Look through the data below and work out how many lines hold "instances"; state only the number.

Collected data:
|---|

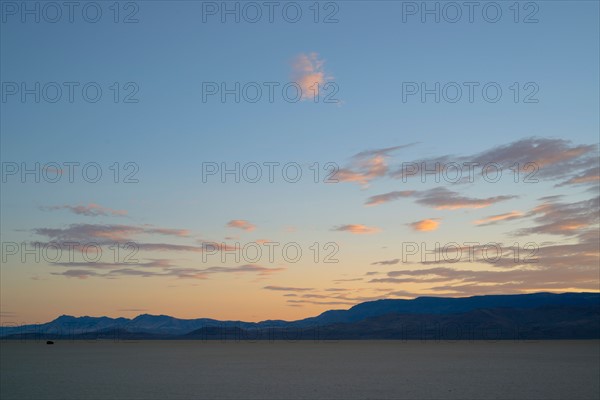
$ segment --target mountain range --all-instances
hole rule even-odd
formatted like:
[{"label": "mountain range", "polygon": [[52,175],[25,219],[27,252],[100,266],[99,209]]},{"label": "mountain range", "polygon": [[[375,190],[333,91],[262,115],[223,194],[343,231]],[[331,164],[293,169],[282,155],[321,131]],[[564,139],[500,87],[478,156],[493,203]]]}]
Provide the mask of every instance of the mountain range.
[{"label": "mountain range", "polygon": [[540,340],[600,339],[600,293],[418,297],[357,304],[296,321],[62,315],[0,327],[3,340]]}]

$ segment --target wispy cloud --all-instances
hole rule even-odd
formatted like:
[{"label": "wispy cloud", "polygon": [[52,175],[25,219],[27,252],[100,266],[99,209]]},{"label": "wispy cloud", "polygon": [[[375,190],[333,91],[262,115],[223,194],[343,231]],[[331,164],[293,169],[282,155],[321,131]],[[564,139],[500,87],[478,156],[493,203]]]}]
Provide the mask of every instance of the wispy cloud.
[{"label": "wispy cloud", "polygon": [[492,204],[517,198],[517,196],[493,196],[487,198],[467,197],[448,190],[443,187],[438,187],[423,191],[404,191],[404,192],[389,192],[376,196],[371,196],[365,202],[365,205],[378,205],[389,201],[397,200],[402,197],[414,197],[418,204],[433,207],[438,210],[457,210],[461,208],[484,208]]},{"label": "wispy cloud", "polygon": [[227,223],[230,228],[242,229],[244,231],[253,231],[256,229],[256,225],[244,220],[244,219],[232,219]]},{"label": "wispy cloud", "polygon": [[587,169],[580,174],[576,174],[576,175],[572,176],[571,178],[569,178],[568,180],[556,184],[556,186],[559,187],[559,186],[566,186],[566,185],[581,185],[581,184],[589,184],[589,183],[597,184],[599,181],[600,181],[600,167],[596,166],[596,167]]},{"label": "wispy cloud", "polygon": [[350,232],[355,235],[366,235],[377,233],[381,231],[379,228],[374,228],[371,226],[361,225],[361,224],[349,224],[349,225],[340,225],[336,226],[332,229],[333,231],[339,232]]},{"label": "wispy cloud", "polygon": [[[569,140],[538,137],[521,139],[472,155],[446,154],[404,162],[402,167],[395,169],[390,175],[403,180],[417,178],[425,169],[438,170],[451,162],[458,165],[473,163],[479,168],[494,164],[504,171],[518,171],[522,177],[531,174],[532,179],[568,178],[564,184],[598,181],[597,145],[573,145]],[[407,168],[409,164],[410,168]],[[467,167],[465,174],[466,169]],[[474,177],[478,176],[481,174],[475,174]]]},{"label": "wispy cloud", "polygon": [[185,229],[156,228],[132,225],[71,224],[66,228],[36,228],[38,235],[54,240],[90,242],[95,240],[132,241],[135,235],[159,234],[185,237],[189,231]]},{"label": "wispy cloud", "polygon": [[283,291],[283,292],[307,292],[309,290],[314,290],[313,288],[291,287],[291,286],[265,286],[263,289]]},{"label": "wispy cloud", "polygon": [[331,76],[324,70],[325,61],[317,53],[302,53],[292,61],[292,80],[302,89],[303,100],[313,100]]},{"label": "wispy cloud", "polygon": [[387,159],[392,152],[410,146],[413,144],[362,151],[352,157],[350,165],[340,168],[334,178],[340,182],[356,182],[366,186],[388,173]]},{"label": "wispy cloud", "polygon": [[390,201],[398,200],[402,197],[410,197],[415,194],[414,190],[403,190],[403,191],[394,191],[388,192],[384,194],[378,194],[375,196],[369,197],[366,201],[365,205],[367,206],[376,206],[379,204],[388,203]]},{"label": "wispy cloud", "polygon": [[[598,290],[600,232],[597,228],[583,230],[576,239],[577,243],[534,246],[534,251],[526,246],[504,247],[500,258],[494,261],[484,257],[481,248],[475,249],[472,261],[486,267],[491,266],[492,270],[447,266],[407,269],[390,271],[386,277],[377,277],[369,282],[425,284],[428,290],[436,293],[450,292],[445,293],[448,295]],[[515,258],[515,254],[519,256]],[[430,266],[434,263],[436,262],[422,261],[419,264]],[[432,286],[433,283],[437,285]]]},{"label": "wispy cloud", "polygon": [[[138,276],[143,278],[150,277],[171,277],[181,279],[208,279],[212,274],[242,274],[242,273],[254,273],[259,276],[271,275],[276,272],[285,270],[285,268],[267,268],[256,264],[246,264],[234,267],[222,267],[215,266],[209,268],[188,268],[188,267],[177,267],[173,266],[171,262],[161,260],[160,262],[153,263],[114,263],[113,267],[123,267],[117,269],[111,269],[108,272],[100,272],[94,269],[70,269],[63,272],[53,272],[52,275],[62,275],[69,278],[87,279],[90,277],[101,277],[115,279],[123,276]],[[64,266],[83,266],[88,267],[85,263],[64,263]],[[159,270],[153,270],[152,268],[136,268],[136,267],[160,267]],[[104,265],[103,268],[110,267],[110,264]]]},{"label": "wispy cloud", "polygon": [[318,305],[355,305],[355,301],[315,301],[315,300],[288,300],[288,303],[297,304],[318,304]]},{"label": "wispy cloud", "polygon": [[600,222],[599,209],[600,196],[574,203],[549,200],[528,213],[537,225],[521,229],[517,235],[580,235]]},{"label": "wispy cloud", "polygon": [[399,258],[394,258],[393,260],[383,260],[383,261],[375,261],[371,263],[371,265],[395,265],[400,262]]},{"label": "wispy cloud", "polygon": [[85,215],[87,217],[98,217],[98,216],[113,216],[113,217],[122,217],[127,215],[126,210],[113,210],[108,207],[102,207],[99,204],[91,203],[87,206],[85,205],[60,205],[60,206],[42,206],[41,210],[45,211],[55,211],[55,210],[68,210],[73,214],[77,215]]},{"label": "wispy cloud", "polygon": [[493,225],[502,221],[511,221],[513,219],[519,219],[522,218],[523,215],[524,214],[520,211],[511,211],[509,213],[504,214],[490,215],[489,217],[478,219],[474,223],[478,226]]},{"label": "wispy cloud", "polygon": [[335,283],[341,283],[341,282],[356,282],[356,281],[362,281],[363,278],[342,278],[342,279],[334,279],[333,282]]}]

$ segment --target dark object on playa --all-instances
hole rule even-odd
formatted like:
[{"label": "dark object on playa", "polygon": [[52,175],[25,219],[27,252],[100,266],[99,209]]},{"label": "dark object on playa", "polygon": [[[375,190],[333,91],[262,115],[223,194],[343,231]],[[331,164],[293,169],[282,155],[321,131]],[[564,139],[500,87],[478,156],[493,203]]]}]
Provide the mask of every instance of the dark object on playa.
[{"label": "dark object on playa", "polygon": [[52,340],[46,340],[46,344],[54,344]]}]

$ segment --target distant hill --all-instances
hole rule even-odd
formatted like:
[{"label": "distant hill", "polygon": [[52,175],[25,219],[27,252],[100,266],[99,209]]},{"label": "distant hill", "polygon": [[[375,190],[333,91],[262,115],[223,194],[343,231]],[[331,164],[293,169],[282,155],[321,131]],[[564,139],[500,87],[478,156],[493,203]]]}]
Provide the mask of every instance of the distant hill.
[{"label": "distant hill", "polygon": [[600,293],[534,293],[377,300],[298,321],[219,321],[167,315],[63,315],[1,327],[3,339],[600,339]]}]

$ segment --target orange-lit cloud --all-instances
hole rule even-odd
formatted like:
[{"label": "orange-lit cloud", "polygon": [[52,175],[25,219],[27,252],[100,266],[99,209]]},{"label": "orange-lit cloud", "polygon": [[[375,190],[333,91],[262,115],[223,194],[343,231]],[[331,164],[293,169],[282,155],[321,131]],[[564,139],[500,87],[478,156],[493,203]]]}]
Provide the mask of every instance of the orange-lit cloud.
[{"label": "orange-lit cloud", "polygon": [[292,62],[292,80],[302,89],[303,100],[314,100],[319,95],[325,81],[331,79],[325,75],[323,65],[317,53],[299,54]]},{"label": "orange-lit cloud", "polygon": [[340,231],[340,232],[350,232],[355,235],[365,235],[365,234],[377,233],[380,231],[379,228],[374,228],[374,227],[361,225],[361,224],[340,225],[340,226],[333,228],[332,230]]},{"label": "orange-lit cloud", "polygon": [[438,219],[424,219],[410,224],[410,226],[418,232],[435,231],[439,225]]},{"label": "orange-lit cloud", "polygon": [[596,227],[600,223],[600,196],[578,201],[575,203],[559,203],[556,198],[535,207],[528,213],[534,217],[537,226],[524,228],[517,232],[519,235],[551,234],[551,235],[581,235],[586,229]]},{"label": "orange-lit cloud", "polygon": [[368,184],[371,180],[384,176],[388,171],[385,157],[381,155],[374,156],[359,162],[358,170],[342,168],[335,174],[335,179],[340,182],[357,182],[362,185]]},{"label": "orange-lit cloud", "polygon": [[227,226],[230,228],[242,229],[244,231],[253,231],[256,229],[256,225],[251,224],[250,222],[243,219],[232,219],[227,223]]},{"label": "orange-lit cloud", "polygon": [[361,185],[368,185],[372,180],[383,177],[388,173],[387,158],[390,156],[390,153],[412,145],[407,144],[362,151],[355,154],[352,157],[350,165],[340,168],[332,179],[339,182],[357,182]]},{"label": "orange-lit cloud", "polygon": [[504,214],[496,214],[490,215],[489,217],[485,217],[483,219],[478,219],[475,221],[476,225],[484,226],[484,225],[492,225],[498,223],[500,221],[510,221],[513,219],[518,219],[523,217],[523,213],[520,211],[512,211]]},{"label": "orange-lit cloud", "polygon": [[600,181],[600,167],[594,167],[555,186],[580,185],[585,183],[597,183],[598,181]]}]

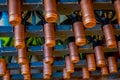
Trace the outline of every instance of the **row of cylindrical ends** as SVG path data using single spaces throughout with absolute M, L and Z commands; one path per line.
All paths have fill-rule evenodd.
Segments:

|---|

Response to this task -
5